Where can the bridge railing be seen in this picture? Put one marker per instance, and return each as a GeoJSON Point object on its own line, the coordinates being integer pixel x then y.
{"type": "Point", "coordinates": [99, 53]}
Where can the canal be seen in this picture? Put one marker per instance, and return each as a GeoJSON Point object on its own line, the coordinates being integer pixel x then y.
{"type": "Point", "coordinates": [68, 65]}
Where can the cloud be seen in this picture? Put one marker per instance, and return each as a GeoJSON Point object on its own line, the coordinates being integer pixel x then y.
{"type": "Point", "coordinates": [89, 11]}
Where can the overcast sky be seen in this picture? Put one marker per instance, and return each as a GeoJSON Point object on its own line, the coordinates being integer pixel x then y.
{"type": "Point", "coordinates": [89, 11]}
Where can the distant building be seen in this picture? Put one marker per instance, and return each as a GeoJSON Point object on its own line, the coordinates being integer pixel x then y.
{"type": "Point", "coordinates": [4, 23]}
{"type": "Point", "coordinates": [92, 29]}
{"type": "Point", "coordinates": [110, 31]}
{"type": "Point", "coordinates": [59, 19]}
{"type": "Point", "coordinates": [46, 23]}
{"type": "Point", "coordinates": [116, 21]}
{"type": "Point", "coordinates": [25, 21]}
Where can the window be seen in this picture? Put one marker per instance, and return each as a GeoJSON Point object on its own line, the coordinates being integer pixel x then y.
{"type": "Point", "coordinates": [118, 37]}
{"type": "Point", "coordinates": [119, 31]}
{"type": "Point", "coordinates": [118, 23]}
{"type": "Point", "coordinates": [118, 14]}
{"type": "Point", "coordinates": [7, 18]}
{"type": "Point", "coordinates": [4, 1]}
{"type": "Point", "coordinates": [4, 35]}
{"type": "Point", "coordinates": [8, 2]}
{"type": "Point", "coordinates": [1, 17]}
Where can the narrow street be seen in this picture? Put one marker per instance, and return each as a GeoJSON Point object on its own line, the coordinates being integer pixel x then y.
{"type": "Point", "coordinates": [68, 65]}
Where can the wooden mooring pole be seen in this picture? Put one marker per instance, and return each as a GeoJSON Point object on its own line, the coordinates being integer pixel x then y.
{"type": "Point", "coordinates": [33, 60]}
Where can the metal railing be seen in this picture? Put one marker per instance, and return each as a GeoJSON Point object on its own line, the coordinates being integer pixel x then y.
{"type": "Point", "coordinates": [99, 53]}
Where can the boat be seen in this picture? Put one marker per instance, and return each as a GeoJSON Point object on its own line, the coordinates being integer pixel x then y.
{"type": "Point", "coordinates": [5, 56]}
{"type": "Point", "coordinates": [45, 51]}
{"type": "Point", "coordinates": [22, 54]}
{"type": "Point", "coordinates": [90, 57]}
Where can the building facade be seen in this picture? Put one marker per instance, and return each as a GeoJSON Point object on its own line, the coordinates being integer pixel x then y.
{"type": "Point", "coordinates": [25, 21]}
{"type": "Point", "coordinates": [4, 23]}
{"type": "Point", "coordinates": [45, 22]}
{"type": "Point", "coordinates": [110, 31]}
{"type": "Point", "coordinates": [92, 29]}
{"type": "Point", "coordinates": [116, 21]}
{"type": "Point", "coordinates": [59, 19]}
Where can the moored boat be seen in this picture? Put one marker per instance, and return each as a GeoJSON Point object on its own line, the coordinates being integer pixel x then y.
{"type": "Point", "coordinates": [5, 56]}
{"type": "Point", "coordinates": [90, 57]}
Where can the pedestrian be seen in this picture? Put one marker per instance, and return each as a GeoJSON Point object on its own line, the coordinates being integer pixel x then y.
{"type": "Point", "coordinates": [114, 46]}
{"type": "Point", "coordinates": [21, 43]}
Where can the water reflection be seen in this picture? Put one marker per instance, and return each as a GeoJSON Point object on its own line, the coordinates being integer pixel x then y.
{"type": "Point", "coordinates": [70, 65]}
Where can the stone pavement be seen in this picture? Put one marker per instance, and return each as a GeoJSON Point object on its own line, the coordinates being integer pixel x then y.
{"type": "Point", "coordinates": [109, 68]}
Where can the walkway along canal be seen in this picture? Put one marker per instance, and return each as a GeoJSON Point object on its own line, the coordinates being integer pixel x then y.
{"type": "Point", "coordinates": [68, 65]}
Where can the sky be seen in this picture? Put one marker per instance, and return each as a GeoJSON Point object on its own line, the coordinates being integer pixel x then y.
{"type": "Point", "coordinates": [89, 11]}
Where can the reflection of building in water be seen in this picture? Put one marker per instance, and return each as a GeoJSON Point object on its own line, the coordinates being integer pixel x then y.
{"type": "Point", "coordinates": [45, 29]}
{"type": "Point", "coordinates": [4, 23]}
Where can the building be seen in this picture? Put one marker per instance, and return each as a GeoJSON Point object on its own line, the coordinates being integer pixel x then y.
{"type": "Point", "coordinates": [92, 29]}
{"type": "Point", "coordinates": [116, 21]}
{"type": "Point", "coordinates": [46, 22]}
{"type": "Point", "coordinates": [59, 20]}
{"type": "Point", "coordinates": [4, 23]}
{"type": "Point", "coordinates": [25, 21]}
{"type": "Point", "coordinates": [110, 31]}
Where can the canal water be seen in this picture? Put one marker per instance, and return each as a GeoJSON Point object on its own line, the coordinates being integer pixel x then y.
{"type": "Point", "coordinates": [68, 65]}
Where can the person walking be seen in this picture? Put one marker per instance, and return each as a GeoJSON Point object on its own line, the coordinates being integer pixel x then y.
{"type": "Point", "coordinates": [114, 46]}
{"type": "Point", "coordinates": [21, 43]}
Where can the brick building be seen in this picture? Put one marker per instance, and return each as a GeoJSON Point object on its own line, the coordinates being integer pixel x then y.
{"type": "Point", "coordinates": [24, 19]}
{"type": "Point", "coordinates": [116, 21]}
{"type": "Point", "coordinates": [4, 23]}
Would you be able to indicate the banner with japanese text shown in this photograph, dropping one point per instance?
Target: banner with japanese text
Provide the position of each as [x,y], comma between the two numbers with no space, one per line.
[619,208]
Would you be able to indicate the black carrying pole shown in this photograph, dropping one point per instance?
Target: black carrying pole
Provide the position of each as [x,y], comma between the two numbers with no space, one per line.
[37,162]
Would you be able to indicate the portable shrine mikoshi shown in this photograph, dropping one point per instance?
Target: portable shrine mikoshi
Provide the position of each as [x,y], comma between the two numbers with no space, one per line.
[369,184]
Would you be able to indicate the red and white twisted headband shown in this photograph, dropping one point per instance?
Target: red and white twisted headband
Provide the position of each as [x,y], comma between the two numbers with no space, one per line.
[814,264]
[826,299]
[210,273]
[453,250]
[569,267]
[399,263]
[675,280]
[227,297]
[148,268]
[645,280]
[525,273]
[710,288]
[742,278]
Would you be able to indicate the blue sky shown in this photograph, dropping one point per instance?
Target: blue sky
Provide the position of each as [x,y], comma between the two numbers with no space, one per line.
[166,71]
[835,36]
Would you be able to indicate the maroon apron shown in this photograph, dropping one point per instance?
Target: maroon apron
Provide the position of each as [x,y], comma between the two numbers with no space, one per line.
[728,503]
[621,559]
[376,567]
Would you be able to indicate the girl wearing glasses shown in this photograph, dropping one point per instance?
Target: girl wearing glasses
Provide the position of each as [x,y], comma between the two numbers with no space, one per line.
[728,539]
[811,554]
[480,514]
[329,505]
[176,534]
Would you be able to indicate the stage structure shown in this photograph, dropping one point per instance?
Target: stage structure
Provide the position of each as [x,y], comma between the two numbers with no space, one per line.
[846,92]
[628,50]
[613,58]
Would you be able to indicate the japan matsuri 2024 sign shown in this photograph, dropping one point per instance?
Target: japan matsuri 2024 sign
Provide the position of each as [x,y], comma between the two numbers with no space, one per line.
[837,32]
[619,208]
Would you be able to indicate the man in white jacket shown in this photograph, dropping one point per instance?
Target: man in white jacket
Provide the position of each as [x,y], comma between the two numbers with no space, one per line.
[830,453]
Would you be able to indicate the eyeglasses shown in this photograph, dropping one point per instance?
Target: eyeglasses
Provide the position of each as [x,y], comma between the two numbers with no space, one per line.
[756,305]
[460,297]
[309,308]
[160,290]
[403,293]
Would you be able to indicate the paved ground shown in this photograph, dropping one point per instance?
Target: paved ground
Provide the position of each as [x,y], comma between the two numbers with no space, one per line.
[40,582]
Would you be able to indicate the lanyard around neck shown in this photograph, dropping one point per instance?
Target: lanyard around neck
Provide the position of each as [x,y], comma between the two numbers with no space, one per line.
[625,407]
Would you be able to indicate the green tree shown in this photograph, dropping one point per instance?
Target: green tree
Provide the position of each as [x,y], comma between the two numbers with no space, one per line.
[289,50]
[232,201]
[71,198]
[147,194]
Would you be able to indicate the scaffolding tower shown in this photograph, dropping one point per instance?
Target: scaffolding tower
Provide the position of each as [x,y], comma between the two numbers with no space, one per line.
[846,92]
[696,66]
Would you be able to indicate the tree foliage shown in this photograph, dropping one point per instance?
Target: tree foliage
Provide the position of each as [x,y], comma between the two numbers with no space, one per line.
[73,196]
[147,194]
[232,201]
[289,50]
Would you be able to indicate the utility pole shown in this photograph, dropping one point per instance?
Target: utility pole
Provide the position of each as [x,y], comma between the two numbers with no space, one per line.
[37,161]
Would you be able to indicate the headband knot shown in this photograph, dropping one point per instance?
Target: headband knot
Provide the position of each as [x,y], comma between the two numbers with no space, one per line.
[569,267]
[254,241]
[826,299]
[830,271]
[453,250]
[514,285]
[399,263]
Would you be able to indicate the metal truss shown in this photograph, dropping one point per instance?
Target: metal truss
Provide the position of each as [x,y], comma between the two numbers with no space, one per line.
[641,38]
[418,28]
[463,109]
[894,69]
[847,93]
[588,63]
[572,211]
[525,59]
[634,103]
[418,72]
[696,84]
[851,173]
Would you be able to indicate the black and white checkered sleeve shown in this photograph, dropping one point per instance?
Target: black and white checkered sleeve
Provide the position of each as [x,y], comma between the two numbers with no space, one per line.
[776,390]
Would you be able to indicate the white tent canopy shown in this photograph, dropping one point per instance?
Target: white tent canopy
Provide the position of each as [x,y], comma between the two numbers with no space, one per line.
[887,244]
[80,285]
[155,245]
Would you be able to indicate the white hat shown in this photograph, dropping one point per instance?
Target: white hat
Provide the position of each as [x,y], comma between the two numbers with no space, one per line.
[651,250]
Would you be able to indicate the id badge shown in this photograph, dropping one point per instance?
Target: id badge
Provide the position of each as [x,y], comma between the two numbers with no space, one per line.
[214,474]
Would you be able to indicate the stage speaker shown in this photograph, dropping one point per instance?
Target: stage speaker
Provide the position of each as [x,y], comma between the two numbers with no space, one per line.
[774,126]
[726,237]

WORK INSTRUCTIONS =
For an answer, give a copy of every line in the listing that holds the word "neck".

REPLY =
Would you be able to indicate the lanyard around neck shown in this photograph, dropping one point per instance?
Target: lanyard around neck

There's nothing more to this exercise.